• _List of tasks_
(A) In the review of The House of All Nations, rewrite the passage between "The house of the" and "as Europe sinks.", inclusive, substituting "Vienna" for "Paris".
(B) Pick up the review of The House of All Nations at its final sentence and write the passage that follows.

• _Text segment_
=-=-=

Monday, Oct. 30, 1972
Money Is Truffles
By Martha Duffy
THE HOUSE OF ALL NATIONS
by CHRISTINA STEAD 787 pages. Holt, Rinehart& Winston. $10.
This is a long, unfathomably static but often exhilarating novel about money. There are 104 chapters, at least as many characters, and dialogue that runs on and on like ticker tape. Money is not a particularly easy subject for fiction. Miss Stead is no Balzac or Dickens; on the other hand, she is no Louis Auchincloss either. She is, however, obviously mesmerized by money and her sharpest writing is comment about it. "Certainly I understand the class war," says a rich old countess. "We steal from the pigs: the pigs know they want truffles and we want truffles when we see the pigs with them. Money is truffles."
The house of the title is the Banque Mercure, a private bank for rich speculators flourishing in Paris during the grim days of 1931. (By no coincidence there was a famous whorehouse of the same name.) To the financial world it is known simply as Bertillon because its presiding and all-powerful genius is sexy, elegant Jules Bertillon. Jules buys when the rest of the world is selling and he and his clients get rich as Europe sinks.
Around him swirl a vast collection of characters: the eccentric genius in grain futures, the Texas oil man (named Tanker!), blackmailers, thieves, underground Communists, wives, children --and mistresses, mistresses, mistresses. There is no plot, only the fitfully told story of Jules' inevitable catastrophe. Mostly to affront the pretensions of a speculator he despises, Jules bets on the pound shortly before it collapses. Though there is still time to hedge, Bertillon of Bertillon goes down with his pride.

=-=-=

• _Data shown_

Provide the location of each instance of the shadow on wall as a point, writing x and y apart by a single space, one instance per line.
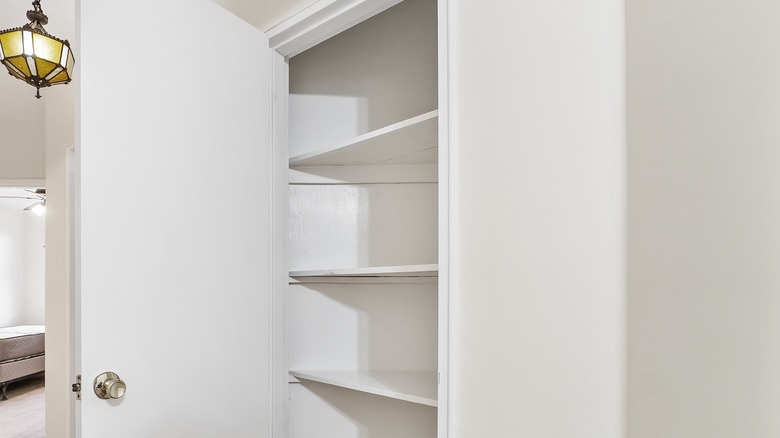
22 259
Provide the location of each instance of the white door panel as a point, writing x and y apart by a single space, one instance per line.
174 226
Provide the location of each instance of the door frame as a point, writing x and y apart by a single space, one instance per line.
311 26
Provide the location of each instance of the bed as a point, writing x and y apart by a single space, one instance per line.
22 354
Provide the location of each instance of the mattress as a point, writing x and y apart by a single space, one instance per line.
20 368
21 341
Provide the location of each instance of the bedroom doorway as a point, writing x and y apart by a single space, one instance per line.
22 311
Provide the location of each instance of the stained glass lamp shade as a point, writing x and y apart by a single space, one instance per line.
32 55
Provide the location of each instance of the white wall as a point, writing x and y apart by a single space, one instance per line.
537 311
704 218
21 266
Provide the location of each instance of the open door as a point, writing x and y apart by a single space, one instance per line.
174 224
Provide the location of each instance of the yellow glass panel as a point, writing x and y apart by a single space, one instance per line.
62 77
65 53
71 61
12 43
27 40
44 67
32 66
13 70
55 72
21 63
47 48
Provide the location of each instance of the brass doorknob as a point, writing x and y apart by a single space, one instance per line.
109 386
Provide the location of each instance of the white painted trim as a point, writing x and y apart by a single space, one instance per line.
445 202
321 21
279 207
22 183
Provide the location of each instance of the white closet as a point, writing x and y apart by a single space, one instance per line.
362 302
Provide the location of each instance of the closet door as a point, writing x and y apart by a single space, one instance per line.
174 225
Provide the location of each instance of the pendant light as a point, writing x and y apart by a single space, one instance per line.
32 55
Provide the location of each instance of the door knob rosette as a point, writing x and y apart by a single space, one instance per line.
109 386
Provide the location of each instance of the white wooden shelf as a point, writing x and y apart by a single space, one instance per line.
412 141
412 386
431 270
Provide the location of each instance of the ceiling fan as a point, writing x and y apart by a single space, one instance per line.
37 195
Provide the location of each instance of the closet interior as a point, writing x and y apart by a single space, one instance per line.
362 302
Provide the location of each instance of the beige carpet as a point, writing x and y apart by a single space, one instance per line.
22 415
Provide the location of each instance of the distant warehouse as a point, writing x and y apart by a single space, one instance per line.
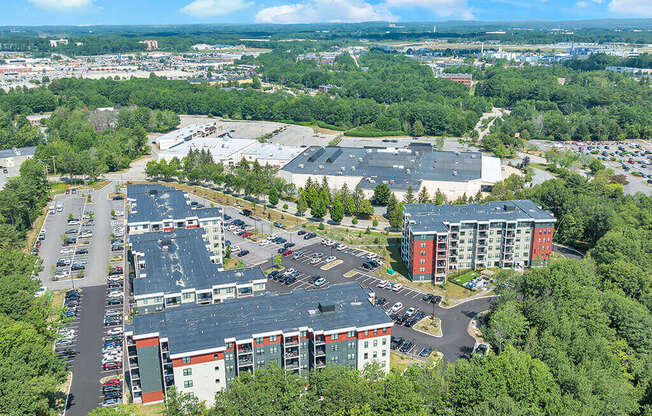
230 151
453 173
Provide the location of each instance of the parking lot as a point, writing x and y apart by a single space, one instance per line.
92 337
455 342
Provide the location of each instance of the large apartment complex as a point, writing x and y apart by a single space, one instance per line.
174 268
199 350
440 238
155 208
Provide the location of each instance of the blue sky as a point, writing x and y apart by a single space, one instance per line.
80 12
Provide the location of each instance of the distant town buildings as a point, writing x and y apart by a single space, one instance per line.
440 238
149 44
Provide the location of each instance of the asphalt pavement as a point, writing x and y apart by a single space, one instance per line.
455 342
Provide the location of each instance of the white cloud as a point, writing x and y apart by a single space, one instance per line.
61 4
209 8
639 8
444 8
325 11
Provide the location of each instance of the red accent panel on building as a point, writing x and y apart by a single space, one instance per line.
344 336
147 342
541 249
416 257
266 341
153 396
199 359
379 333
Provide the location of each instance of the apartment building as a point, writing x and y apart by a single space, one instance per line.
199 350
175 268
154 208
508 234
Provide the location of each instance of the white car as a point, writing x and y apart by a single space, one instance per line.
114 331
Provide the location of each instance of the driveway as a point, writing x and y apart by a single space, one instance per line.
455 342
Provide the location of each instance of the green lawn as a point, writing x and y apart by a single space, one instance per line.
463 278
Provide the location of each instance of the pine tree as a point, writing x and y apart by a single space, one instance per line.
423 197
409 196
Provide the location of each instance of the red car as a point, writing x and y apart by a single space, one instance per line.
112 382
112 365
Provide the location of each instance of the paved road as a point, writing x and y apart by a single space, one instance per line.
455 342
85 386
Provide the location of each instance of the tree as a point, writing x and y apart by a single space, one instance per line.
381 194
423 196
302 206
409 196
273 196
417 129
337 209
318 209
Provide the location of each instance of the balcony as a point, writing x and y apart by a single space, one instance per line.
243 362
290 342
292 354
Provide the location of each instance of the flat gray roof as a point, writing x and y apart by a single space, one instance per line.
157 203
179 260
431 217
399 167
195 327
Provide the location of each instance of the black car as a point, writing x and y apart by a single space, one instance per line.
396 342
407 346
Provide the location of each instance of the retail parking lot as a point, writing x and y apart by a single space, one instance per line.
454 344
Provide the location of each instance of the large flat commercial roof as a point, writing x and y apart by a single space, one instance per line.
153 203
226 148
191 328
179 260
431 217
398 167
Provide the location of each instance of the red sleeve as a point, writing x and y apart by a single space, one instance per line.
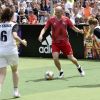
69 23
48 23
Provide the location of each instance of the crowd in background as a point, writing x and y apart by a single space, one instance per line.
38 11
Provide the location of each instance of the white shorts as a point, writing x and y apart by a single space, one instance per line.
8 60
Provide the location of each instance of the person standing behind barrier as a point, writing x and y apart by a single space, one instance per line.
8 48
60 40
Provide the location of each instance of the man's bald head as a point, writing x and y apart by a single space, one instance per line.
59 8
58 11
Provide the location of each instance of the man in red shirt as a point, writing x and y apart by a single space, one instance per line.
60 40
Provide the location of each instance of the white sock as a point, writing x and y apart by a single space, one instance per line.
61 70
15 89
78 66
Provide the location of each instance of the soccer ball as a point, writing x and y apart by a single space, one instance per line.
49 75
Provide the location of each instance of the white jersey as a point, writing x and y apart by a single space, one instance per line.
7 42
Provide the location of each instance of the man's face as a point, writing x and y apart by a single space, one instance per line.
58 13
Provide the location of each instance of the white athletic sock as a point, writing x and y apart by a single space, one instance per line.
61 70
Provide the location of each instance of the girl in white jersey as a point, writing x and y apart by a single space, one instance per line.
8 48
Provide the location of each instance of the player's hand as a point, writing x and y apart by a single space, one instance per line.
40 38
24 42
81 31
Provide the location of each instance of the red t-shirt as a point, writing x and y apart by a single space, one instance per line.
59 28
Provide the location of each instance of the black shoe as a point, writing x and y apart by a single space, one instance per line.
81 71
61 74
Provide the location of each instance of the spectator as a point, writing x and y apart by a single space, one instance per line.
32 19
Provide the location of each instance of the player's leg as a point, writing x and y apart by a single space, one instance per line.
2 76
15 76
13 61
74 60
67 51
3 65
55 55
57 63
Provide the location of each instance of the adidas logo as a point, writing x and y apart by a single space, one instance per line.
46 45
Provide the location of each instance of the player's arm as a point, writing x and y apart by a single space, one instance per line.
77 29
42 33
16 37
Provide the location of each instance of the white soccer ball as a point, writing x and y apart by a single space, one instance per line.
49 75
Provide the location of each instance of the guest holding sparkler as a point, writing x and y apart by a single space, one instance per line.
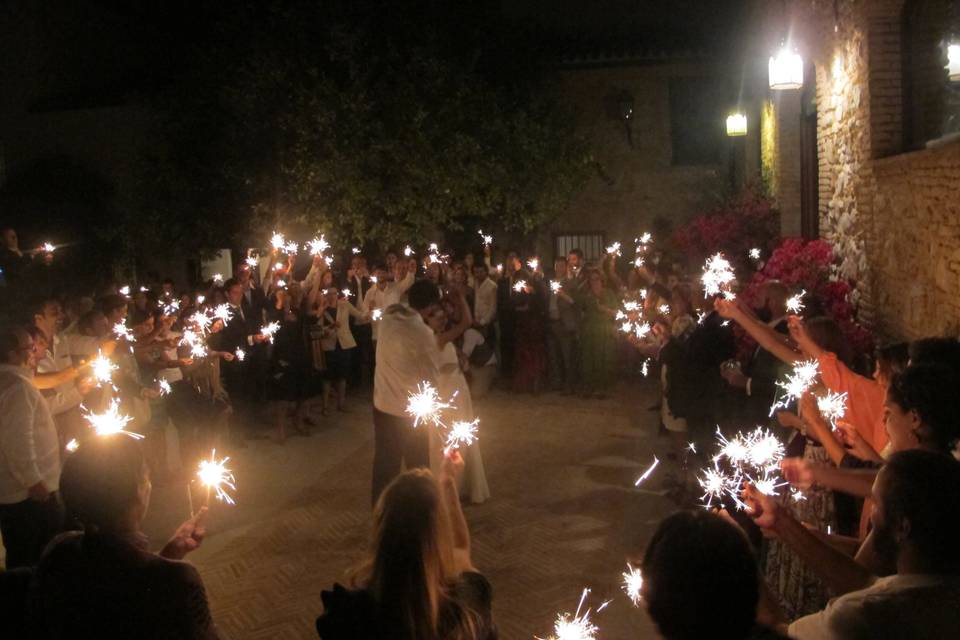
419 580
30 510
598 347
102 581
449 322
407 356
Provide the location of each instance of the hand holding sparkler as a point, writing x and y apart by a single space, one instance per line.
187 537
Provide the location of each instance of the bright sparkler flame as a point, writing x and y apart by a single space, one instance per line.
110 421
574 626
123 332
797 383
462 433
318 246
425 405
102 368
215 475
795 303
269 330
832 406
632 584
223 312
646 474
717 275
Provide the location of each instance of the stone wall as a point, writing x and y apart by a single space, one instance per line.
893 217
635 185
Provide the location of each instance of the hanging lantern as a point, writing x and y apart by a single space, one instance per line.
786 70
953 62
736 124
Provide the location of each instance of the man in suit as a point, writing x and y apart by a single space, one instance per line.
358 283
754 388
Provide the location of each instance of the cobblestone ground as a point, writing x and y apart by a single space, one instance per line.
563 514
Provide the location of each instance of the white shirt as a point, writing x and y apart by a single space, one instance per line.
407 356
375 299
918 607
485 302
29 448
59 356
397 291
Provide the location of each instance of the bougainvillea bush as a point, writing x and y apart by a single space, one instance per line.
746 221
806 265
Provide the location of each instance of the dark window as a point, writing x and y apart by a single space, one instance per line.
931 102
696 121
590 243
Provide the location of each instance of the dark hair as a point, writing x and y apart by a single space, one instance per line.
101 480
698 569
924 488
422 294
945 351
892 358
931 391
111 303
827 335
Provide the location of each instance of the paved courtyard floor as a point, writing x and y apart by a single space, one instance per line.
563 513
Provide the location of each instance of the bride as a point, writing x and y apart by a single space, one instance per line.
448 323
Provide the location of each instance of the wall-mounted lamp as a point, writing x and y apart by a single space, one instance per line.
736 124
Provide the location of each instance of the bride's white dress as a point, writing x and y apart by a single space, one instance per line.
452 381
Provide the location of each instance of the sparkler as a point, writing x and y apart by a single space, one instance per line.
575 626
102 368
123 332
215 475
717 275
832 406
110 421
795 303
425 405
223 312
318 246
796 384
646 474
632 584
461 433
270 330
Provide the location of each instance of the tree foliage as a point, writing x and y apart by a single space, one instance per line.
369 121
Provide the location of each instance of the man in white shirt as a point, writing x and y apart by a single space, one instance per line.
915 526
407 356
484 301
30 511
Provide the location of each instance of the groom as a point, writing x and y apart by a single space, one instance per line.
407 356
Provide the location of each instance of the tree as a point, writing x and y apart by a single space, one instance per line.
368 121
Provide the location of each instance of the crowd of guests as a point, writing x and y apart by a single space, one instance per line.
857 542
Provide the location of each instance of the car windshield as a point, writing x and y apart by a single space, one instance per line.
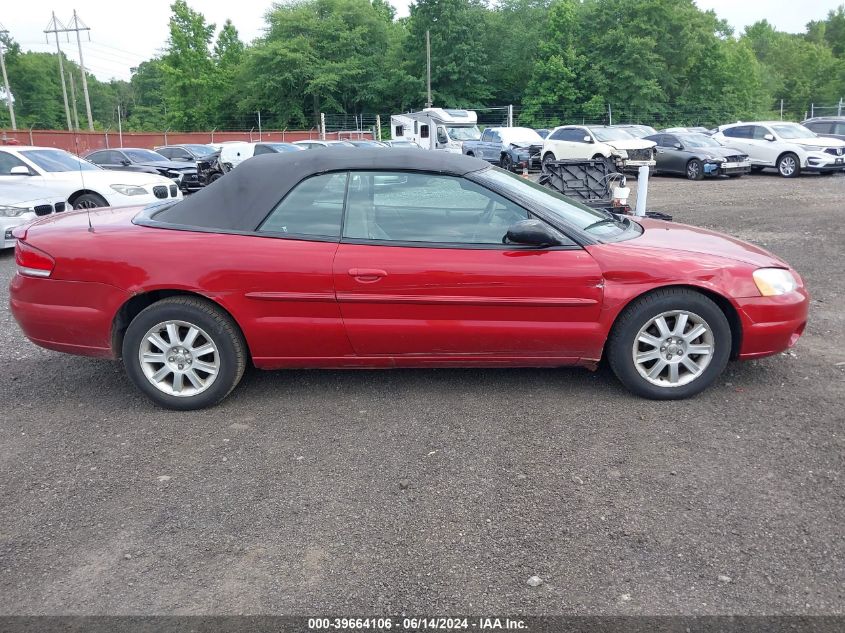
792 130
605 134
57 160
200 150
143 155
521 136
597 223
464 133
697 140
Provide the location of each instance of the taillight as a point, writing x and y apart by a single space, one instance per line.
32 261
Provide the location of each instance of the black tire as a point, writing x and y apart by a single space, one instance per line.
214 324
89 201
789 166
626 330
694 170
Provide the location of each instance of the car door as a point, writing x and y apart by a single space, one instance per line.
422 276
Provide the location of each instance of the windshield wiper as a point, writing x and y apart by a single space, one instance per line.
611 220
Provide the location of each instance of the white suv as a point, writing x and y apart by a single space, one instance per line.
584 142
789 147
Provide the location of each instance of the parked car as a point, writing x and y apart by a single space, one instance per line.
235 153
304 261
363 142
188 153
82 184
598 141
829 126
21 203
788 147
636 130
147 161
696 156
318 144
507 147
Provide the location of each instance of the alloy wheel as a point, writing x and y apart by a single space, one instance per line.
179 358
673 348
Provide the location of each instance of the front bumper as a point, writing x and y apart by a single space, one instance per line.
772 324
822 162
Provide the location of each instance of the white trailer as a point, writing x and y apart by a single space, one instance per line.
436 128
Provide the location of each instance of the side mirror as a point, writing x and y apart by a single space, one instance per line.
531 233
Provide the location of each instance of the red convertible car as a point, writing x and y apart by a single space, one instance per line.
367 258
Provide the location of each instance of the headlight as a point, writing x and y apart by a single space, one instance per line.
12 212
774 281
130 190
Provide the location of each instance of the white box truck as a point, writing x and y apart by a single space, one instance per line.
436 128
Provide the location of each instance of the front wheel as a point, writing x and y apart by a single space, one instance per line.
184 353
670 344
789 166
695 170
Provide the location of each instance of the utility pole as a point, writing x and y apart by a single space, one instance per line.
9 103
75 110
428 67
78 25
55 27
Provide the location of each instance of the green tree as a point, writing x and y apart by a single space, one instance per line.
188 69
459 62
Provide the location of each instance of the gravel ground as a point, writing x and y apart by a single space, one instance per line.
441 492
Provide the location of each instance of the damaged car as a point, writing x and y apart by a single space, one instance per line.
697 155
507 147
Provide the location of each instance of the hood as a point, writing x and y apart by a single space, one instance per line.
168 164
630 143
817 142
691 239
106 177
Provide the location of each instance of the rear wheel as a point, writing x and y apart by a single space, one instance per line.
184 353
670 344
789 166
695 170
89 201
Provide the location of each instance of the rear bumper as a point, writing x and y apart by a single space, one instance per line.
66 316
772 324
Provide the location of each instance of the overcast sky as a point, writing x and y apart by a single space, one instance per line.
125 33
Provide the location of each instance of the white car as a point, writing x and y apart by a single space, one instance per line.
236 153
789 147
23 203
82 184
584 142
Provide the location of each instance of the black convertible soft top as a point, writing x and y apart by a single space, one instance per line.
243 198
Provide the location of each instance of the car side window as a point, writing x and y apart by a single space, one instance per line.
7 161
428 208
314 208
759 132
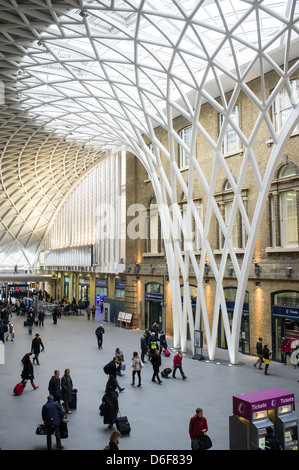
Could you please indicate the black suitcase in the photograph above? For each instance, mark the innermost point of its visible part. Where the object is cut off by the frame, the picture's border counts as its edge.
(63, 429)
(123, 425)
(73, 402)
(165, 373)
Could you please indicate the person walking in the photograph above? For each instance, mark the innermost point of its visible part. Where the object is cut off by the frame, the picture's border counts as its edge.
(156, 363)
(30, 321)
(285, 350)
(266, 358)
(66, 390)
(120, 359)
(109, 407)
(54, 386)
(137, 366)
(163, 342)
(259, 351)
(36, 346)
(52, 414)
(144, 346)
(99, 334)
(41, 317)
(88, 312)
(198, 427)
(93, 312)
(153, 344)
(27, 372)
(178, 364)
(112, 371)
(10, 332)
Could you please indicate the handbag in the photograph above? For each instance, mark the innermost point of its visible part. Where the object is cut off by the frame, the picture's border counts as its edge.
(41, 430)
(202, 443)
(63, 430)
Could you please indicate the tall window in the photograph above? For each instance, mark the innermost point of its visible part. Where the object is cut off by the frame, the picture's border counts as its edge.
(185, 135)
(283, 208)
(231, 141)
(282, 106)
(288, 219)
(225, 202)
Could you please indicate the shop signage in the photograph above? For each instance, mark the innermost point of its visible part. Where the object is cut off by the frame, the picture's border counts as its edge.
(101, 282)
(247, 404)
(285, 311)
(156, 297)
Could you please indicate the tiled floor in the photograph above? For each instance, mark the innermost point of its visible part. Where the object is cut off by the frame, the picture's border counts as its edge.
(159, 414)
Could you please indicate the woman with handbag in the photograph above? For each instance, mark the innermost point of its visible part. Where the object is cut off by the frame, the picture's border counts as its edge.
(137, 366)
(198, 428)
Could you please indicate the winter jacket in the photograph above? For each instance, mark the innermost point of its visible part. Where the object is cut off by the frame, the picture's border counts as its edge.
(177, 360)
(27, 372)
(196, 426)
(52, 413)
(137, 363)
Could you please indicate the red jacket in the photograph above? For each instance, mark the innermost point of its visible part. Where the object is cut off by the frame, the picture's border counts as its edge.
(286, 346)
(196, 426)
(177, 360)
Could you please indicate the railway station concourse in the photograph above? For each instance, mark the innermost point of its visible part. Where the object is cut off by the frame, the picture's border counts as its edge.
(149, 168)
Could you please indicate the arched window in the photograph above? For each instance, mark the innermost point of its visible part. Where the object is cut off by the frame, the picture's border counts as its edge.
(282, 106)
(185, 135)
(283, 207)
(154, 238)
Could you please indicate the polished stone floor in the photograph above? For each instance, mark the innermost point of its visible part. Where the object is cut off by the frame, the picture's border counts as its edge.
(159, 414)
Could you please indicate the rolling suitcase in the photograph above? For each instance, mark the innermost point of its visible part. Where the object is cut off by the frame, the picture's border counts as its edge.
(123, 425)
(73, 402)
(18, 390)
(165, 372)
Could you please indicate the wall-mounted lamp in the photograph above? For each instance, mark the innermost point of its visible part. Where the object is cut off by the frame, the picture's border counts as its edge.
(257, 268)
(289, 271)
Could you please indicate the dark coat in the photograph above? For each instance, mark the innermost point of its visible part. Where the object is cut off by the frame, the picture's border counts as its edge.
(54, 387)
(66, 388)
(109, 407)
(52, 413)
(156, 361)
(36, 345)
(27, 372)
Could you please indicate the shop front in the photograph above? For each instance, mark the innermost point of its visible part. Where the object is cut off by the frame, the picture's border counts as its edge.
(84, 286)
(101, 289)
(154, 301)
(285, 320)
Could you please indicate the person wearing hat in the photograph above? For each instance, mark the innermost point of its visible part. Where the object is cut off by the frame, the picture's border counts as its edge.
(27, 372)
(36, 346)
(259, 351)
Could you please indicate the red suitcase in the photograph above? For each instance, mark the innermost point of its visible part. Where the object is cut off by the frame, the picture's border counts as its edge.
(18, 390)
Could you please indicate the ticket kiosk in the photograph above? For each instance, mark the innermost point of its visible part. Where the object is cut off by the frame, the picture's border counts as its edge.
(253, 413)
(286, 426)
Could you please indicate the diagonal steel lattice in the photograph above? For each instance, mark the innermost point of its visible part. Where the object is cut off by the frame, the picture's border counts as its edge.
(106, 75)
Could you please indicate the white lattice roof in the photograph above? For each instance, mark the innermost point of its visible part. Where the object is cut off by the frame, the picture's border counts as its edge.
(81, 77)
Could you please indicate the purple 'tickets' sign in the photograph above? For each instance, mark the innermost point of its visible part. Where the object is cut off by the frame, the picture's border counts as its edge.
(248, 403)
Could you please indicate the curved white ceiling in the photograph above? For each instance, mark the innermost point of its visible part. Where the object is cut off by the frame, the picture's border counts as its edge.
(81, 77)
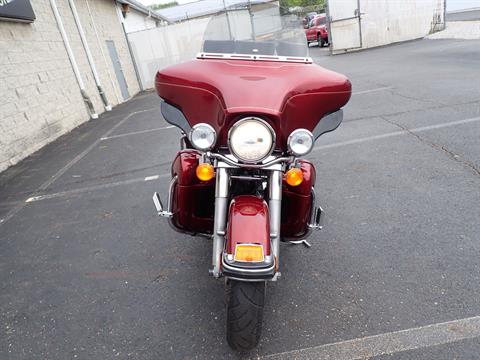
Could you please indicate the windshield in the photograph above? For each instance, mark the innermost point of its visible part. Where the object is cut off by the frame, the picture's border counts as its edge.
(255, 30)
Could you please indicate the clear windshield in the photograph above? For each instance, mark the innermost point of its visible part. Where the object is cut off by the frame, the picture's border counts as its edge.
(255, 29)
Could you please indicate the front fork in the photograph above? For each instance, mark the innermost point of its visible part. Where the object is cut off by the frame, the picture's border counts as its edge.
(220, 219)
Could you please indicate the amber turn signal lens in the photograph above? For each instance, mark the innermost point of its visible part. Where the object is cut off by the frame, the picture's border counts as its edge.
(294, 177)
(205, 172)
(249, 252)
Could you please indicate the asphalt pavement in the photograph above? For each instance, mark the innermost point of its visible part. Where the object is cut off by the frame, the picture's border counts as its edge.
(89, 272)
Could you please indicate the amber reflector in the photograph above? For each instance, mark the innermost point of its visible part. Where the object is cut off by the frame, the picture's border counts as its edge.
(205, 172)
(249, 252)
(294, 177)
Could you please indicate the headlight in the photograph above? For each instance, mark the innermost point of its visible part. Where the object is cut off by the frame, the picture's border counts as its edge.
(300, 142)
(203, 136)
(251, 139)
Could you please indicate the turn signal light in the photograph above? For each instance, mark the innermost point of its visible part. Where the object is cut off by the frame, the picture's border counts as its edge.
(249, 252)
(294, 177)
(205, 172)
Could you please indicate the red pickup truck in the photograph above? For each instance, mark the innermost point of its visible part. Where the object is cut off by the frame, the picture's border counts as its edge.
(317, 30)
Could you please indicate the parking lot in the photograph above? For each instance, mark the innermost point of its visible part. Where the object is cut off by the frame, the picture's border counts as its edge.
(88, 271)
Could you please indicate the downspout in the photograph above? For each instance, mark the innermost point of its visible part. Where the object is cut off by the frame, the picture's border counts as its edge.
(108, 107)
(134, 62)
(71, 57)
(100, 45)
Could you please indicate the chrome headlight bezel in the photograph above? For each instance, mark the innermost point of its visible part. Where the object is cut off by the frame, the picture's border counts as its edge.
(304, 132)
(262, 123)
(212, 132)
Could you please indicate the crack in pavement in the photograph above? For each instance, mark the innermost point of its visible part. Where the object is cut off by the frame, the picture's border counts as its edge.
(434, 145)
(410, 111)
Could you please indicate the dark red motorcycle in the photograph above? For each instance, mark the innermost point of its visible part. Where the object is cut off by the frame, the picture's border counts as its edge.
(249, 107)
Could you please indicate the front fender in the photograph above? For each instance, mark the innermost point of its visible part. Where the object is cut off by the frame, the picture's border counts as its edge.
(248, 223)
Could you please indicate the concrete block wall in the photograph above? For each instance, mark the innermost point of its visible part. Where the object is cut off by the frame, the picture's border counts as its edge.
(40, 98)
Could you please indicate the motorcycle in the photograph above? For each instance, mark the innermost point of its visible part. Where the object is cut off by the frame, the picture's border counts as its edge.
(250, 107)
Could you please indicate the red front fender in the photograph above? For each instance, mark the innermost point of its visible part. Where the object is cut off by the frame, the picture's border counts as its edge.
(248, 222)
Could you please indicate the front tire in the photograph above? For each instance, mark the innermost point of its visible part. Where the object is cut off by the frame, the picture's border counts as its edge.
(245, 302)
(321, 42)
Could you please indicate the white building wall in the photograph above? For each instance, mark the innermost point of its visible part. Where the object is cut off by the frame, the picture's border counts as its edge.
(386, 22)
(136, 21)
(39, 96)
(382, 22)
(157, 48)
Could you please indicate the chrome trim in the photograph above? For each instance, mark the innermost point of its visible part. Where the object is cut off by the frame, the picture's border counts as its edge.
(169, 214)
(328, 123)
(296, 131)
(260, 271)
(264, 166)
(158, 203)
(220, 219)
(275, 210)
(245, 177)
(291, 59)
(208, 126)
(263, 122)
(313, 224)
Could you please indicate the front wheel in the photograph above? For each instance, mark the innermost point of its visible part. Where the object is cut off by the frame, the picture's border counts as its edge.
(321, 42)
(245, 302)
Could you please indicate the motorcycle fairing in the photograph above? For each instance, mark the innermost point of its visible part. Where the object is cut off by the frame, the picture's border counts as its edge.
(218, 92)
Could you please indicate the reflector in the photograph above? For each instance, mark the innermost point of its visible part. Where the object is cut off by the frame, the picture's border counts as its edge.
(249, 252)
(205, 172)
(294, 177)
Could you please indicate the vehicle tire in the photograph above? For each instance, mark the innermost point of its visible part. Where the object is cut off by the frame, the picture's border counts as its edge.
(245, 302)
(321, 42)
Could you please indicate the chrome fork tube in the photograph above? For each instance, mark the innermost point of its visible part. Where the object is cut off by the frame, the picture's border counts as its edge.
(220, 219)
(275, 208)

=-=-=

• _Solved problems_
(A)
The house of the title is the Banque Mercure, a private bank for rich speculators flourishing in Vienna during the grim days of 1931. (By no coincidence there was a famous whorehouse of the same name.) To the financial world it is known simply as Bertillon because its presiding and all-powerful genius is sexy, elegant Jules Bertillon. Jules buys when the rest of the world is selling and he and his clients get rich as Europe sinks.

(B)
An Australian who lives in London, Christina Stead is known in the U.S. chiefly for another doorstop novel called The Man Who Loved Children. Both books were originally published shortly before World War II and forgotten for 30 years. They are more alike than may at first appear. The Man Who Loved Children is an obsessive, virulent chronicle of domestic agony--the kind of endless, patiently malevolent novel Eugene O'Neill might have written.
In the House of All Nations, the approach is similarly expansive but the intensity is missing. To write it the author drew on the years when she and her husband were employed in a bank that collapsed. She observed the motley incarnations of greed who inhabited the place, and obviously developed a grudging fascination with the charms of avarice. But she has set it all in motion with more gusto than discrimination.